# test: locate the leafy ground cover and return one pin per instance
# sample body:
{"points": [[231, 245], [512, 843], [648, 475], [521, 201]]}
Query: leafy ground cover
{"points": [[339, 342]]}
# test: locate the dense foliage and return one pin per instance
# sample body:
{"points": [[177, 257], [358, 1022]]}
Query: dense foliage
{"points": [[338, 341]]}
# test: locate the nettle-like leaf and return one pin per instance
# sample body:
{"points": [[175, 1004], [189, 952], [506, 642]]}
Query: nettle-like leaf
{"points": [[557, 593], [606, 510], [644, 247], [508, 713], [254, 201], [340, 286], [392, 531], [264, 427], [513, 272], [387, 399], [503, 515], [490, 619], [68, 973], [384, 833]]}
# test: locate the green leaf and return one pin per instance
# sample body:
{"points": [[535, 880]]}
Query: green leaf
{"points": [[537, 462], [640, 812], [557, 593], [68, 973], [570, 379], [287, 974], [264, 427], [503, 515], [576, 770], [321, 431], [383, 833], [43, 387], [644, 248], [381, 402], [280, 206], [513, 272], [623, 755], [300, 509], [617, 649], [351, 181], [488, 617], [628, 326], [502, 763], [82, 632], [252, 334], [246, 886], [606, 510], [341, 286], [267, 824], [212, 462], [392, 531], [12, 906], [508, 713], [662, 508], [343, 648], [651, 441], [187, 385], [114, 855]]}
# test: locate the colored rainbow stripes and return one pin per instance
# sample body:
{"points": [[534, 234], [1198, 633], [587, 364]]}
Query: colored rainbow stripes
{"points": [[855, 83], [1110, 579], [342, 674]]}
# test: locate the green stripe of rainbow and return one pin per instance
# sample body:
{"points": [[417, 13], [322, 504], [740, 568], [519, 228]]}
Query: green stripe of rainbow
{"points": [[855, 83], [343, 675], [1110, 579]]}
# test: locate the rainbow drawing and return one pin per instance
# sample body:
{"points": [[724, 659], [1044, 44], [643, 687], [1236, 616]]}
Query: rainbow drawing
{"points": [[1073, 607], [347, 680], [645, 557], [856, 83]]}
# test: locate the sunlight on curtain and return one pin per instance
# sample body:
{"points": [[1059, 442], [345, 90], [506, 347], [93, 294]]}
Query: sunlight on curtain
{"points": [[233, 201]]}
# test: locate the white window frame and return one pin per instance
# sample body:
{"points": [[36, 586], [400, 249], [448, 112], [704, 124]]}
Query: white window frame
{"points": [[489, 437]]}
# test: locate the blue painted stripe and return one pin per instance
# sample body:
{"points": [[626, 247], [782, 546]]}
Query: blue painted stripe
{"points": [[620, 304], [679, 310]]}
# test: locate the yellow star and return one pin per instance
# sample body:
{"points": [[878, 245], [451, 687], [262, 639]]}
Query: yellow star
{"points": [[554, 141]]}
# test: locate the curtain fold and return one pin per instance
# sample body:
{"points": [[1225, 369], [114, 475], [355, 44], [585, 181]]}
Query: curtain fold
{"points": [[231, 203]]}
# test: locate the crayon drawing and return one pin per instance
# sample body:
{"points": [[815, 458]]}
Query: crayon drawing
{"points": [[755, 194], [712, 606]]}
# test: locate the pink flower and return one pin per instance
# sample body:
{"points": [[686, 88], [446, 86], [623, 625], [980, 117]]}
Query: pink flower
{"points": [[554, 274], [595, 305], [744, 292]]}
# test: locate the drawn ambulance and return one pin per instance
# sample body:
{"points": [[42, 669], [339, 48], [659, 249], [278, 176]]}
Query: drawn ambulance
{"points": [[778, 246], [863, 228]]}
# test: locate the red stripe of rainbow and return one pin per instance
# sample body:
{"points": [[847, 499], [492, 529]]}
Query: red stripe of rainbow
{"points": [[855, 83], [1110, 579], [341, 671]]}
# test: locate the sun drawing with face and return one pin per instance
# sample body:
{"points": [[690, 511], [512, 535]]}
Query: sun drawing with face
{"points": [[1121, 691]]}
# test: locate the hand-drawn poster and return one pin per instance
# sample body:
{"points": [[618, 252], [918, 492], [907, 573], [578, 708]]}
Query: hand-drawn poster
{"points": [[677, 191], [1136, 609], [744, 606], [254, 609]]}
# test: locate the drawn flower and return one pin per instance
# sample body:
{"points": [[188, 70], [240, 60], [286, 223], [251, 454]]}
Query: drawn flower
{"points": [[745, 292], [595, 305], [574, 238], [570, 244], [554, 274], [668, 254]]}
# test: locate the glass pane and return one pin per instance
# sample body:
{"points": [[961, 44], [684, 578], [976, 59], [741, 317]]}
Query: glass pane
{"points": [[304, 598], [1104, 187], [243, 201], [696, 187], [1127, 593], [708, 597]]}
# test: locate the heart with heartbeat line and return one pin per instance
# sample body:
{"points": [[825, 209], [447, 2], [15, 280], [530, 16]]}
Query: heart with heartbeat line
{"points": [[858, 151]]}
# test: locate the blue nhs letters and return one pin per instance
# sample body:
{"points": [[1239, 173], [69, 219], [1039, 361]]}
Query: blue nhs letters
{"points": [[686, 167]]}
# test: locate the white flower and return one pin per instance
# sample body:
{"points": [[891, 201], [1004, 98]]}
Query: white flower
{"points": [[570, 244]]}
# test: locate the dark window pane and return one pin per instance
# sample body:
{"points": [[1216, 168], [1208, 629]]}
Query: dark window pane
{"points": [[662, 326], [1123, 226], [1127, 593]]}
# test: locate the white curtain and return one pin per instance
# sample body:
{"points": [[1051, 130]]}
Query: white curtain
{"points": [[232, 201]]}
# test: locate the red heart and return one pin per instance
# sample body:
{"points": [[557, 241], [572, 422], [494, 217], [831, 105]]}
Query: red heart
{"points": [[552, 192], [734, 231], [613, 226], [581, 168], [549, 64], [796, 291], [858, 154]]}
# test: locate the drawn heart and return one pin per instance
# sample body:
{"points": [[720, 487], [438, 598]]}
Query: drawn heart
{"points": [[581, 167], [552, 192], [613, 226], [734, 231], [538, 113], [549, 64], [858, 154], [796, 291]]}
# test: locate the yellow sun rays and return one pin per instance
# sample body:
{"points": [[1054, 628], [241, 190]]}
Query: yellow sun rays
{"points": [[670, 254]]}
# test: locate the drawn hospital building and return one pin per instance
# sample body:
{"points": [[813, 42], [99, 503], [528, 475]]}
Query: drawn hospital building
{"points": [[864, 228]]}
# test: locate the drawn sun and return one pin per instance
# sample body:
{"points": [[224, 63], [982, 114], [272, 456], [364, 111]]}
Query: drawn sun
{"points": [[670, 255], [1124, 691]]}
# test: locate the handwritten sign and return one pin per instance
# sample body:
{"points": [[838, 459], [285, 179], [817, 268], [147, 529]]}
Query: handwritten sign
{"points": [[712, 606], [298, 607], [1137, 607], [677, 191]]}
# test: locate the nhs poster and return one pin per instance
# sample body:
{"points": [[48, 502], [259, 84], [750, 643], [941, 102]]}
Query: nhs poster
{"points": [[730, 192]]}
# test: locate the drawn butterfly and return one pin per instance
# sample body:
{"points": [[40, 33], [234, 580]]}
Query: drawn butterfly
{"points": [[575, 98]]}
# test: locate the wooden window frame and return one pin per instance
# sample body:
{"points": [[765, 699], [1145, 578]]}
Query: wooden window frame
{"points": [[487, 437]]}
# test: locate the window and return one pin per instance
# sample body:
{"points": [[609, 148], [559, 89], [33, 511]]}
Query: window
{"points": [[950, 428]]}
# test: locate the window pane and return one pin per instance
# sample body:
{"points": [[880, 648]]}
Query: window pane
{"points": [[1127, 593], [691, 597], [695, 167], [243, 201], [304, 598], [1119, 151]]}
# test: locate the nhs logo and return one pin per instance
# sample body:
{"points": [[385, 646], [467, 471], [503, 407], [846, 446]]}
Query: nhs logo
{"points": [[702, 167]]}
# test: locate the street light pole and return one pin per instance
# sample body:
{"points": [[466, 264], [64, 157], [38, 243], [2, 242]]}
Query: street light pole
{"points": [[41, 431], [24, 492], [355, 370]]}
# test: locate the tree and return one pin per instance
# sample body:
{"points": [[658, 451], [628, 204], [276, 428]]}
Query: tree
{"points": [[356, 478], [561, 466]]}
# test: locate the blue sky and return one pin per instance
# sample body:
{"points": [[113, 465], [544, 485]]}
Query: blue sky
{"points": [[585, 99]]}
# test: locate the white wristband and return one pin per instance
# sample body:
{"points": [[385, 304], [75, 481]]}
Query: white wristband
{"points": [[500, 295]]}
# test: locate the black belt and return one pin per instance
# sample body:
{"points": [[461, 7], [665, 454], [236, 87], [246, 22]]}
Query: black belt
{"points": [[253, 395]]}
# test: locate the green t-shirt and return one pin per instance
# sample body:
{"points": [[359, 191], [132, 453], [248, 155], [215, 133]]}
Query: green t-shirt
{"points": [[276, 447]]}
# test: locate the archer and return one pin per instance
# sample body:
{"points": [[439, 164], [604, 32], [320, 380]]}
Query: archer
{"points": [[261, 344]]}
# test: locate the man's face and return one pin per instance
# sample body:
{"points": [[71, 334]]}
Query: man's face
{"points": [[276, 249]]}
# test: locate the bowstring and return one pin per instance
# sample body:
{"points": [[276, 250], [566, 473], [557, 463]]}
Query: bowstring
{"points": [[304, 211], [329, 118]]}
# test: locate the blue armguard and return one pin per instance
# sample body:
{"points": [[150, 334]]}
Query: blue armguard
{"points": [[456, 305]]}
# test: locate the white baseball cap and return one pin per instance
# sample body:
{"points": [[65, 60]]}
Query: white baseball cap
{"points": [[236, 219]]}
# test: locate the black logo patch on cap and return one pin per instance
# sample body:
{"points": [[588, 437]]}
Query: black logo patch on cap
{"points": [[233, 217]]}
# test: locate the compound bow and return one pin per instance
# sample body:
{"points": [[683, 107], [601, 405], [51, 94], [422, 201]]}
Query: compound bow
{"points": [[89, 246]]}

Task details: Copy out the listing lines word for word, beginning at the line that has "# test: locate the black logo" and stopping after the last line of the listing, with both ends included.

Written response:
# test: locate the black logo patch on cap and return one pin per instance
# sample body:
{"points": [[588, 437]]}
Query: black logo patch on cap
{"points": [[233, 217]]}
# test: locate the compound bow and return one pin per instance
# sample body:
{"points": [[683, 107], [601, 405], [51, 94], [422, 201]]}
Query: compound bow
{"points": [[89, 246]]}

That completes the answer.